BEGIN
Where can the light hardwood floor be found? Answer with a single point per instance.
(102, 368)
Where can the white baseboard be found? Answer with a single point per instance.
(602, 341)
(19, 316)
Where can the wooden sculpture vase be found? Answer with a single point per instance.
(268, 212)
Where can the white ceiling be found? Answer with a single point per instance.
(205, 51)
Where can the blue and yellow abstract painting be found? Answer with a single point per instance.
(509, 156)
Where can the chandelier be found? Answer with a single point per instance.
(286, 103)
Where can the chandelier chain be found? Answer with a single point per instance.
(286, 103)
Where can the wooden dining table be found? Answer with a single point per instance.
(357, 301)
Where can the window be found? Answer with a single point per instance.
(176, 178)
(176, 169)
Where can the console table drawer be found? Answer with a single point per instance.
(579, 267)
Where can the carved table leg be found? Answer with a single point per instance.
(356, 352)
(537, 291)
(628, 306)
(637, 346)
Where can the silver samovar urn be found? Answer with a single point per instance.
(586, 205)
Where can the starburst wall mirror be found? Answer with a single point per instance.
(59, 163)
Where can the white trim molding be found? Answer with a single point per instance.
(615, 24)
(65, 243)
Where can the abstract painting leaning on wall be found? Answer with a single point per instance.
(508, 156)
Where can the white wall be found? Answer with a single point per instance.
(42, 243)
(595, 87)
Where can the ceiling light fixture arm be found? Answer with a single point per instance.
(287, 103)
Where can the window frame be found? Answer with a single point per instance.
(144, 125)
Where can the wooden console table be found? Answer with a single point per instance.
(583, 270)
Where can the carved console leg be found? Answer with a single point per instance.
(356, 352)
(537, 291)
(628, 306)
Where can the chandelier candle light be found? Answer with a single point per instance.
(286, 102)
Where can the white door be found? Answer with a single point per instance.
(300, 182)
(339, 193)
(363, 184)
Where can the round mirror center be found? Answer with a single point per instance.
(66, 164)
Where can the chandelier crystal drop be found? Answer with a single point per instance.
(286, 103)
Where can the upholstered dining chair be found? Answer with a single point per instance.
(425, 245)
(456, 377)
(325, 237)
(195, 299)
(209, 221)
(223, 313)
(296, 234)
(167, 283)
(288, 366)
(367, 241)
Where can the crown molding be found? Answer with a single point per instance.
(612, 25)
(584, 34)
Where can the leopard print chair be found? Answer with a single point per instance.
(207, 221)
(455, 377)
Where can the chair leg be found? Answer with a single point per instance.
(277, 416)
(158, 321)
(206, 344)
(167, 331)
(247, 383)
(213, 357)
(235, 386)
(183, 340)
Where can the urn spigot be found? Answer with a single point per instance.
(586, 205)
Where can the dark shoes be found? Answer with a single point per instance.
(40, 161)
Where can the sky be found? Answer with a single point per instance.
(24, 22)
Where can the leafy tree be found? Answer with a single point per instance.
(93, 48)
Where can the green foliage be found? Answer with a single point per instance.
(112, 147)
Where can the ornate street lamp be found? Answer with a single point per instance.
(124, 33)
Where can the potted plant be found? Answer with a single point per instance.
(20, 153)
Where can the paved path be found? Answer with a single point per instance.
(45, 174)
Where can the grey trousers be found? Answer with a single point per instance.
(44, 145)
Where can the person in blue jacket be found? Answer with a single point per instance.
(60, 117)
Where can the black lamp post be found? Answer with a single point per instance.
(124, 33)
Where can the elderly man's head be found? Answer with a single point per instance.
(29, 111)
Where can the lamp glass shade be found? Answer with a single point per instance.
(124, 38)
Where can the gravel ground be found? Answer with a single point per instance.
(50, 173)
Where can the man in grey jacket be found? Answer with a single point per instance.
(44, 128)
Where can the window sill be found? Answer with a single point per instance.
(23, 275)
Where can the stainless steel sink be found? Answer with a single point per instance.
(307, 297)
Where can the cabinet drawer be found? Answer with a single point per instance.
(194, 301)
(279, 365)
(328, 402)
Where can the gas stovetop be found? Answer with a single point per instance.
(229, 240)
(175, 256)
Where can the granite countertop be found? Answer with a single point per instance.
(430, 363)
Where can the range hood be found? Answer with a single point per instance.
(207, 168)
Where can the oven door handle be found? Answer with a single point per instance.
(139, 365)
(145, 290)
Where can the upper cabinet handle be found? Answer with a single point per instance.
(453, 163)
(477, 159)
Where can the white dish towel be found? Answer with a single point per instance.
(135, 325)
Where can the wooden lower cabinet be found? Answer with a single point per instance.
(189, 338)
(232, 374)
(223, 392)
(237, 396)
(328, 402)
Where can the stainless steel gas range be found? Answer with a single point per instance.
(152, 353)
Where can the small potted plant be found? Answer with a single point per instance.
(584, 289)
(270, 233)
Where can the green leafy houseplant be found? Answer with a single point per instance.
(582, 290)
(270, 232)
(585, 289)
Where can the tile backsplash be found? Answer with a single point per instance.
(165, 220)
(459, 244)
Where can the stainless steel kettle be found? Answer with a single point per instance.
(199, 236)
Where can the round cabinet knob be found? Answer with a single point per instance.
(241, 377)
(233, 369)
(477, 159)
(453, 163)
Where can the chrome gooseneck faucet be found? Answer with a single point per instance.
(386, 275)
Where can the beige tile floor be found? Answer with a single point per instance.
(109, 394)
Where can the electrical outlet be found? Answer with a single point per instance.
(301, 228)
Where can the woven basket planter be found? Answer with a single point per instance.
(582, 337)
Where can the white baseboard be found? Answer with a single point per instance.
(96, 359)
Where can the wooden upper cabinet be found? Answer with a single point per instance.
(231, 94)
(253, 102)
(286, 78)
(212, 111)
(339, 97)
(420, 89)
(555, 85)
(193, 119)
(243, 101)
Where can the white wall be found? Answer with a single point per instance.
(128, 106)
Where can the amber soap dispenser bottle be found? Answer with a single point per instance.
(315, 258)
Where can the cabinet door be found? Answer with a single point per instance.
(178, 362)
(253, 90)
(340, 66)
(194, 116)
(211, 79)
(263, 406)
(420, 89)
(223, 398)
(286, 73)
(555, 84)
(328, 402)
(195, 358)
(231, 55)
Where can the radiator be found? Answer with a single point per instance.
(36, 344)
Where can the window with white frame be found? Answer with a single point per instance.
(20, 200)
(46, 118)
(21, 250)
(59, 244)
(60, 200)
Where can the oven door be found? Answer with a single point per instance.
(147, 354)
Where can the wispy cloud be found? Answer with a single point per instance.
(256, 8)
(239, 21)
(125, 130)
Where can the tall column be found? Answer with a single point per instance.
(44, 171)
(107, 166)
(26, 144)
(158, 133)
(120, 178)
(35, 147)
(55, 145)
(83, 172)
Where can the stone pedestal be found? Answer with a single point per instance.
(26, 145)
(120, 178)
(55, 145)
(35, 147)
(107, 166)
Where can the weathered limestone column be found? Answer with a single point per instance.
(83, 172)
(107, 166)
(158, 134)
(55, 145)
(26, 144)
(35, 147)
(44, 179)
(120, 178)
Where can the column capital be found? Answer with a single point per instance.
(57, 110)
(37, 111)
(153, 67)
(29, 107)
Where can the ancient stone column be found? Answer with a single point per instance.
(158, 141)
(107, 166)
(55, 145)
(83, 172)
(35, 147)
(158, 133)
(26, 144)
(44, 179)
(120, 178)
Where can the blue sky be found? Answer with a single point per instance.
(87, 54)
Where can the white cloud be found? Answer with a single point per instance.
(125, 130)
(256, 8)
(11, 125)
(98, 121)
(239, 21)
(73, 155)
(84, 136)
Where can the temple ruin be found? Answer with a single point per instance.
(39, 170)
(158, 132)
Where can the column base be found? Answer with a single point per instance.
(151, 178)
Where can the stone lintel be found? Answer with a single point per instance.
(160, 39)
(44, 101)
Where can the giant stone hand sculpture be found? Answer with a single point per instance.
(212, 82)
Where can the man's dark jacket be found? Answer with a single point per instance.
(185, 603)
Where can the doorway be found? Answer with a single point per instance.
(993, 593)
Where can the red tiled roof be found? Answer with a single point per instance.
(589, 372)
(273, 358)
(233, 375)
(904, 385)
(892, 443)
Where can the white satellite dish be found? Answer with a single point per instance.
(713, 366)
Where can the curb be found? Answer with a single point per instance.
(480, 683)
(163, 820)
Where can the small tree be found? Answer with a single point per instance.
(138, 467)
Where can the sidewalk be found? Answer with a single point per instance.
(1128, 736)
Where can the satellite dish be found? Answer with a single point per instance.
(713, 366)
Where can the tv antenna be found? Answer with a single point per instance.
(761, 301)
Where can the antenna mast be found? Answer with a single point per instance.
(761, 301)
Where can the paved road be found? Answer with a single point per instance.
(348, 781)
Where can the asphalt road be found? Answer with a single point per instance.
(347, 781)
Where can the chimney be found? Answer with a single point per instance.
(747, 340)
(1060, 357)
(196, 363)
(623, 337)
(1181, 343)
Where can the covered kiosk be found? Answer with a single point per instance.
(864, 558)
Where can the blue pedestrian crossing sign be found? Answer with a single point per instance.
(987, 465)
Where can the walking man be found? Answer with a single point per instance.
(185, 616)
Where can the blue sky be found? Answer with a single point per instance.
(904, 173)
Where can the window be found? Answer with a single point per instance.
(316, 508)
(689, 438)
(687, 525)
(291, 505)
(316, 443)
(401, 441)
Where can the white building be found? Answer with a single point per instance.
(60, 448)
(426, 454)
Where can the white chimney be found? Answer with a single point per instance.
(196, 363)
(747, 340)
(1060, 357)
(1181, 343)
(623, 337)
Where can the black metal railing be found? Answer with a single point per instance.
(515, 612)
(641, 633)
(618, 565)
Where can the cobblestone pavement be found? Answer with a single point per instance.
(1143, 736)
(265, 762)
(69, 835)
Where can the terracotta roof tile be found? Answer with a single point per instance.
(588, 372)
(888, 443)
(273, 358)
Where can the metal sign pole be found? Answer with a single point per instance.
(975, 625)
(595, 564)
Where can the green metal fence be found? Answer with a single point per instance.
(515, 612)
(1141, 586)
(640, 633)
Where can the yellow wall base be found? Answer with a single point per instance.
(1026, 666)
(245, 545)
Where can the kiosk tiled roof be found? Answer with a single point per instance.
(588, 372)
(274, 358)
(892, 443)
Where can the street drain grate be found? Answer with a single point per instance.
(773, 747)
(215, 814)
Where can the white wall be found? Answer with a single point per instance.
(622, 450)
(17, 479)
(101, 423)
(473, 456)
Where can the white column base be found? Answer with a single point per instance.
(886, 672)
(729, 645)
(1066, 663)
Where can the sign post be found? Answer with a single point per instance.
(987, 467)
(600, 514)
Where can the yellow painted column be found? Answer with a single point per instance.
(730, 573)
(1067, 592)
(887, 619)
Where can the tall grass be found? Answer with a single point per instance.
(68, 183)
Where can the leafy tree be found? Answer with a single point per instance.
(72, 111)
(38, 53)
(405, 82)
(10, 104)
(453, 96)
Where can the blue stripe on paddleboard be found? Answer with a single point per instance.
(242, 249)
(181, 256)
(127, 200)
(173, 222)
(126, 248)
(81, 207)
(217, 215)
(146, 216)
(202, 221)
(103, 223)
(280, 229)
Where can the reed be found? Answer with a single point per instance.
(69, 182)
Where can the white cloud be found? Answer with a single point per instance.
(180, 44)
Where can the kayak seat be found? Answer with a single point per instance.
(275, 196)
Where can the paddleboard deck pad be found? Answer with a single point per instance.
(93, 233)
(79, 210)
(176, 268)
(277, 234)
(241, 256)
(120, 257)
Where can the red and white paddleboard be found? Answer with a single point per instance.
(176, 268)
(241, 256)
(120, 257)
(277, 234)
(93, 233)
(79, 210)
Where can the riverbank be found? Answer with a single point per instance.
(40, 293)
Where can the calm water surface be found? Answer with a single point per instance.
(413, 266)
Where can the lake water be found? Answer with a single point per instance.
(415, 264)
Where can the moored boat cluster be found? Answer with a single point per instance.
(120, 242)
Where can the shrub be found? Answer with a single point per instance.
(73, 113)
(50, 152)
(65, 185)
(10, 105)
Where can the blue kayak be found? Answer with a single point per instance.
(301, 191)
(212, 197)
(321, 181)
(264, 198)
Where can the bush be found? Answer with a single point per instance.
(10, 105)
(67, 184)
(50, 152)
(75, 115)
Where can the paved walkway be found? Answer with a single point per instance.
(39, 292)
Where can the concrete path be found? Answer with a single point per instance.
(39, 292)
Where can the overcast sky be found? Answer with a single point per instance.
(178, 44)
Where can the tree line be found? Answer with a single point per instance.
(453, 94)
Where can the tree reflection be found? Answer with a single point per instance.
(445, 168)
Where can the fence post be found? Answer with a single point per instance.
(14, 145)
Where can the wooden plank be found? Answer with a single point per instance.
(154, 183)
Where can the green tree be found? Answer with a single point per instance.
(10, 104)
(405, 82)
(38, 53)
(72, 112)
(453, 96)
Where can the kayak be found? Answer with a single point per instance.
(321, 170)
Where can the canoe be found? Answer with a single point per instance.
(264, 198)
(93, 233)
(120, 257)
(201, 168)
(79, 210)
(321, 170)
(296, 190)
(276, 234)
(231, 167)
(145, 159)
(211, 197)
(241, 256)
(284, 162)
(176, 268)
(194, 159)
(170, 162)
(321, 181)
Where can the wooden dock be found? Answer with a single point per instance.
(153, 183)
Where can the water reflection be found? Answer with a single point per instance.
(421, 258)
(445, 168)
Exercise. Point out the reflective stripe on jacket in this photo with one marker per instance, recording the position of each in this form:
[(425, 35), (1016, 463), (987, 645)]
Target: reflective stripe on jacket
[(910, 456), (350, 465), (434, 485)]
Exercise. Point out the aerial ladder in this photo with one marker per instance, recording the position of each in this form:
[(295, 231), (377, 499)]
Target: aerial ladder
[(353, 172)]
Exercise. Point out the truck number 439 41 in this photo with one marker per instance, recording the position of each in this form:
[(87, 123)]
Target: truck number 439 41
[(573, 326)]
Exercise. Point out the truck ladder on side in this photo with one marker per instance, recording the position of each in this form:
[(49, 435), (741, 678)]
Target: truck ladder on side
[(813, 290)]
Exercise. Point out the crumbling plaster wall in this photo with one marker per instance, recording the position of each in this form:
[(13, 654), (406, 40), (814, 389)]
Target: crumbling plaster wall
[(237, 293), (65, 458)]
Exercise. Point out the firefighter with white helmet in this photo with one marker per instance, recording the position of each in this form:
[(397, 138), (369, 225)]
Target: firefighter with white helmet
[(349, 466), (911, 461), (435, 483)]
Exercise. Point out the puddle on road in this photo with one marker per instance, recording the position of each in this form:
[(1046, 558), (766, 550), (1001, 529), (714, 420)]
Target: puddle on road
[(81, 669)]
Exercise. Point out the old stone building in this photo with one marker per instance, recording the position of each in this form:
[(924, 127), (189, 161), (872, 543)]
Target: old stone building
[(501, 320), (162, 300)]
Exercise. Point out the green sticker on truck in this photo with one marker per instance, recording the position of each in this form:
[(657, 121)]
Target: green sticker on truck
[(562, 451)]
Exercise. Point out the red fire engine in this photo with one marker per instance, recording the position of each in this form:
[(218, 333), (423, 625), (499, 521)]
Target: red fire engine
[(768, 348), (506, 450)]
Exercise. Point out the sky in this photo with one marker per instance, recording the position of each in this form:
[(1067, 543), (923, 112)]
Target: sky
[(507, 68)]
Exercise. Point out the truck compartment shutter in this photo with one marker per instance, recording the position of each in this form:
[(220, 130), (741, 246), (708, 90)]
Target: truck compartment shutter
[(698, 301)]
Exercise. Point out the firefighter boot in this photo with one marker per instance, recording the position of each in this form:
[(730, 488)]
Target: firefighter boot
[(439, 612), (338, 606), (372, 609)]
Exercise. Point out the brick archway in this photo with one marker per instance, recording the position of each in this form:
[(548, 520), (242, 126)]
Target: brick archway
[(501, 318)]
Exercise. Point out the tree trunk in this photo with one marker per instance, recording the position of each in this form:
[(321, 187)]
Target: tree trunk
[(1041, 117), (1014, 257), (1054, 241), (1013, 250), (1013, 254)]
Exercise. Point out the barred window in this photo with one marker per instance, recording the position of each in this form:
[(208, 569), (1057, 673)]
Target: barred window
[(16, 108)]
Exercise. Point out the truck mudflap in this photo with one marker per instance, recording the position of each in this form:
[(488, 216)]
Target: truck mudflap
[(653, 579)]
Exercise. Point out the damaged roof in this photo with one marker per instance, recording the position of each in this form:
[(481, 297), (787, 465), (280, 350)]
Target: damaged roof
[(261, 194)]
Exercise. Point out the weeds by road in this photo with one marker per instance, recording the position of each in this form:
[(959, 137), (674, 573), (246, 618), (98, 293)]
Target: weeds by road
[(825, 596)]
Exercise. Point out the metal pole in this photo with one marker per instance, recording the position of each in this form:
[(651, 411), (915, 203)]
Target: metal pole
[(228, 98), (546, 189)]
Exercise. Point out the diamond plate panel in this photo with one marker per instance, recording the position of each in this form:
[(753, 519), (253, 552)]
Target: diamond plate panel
END
▸ Goal of the exercise:
Tell how many lines of the data contain "panel". Nothing but the number belongs in the reply.

▸ Task result:
2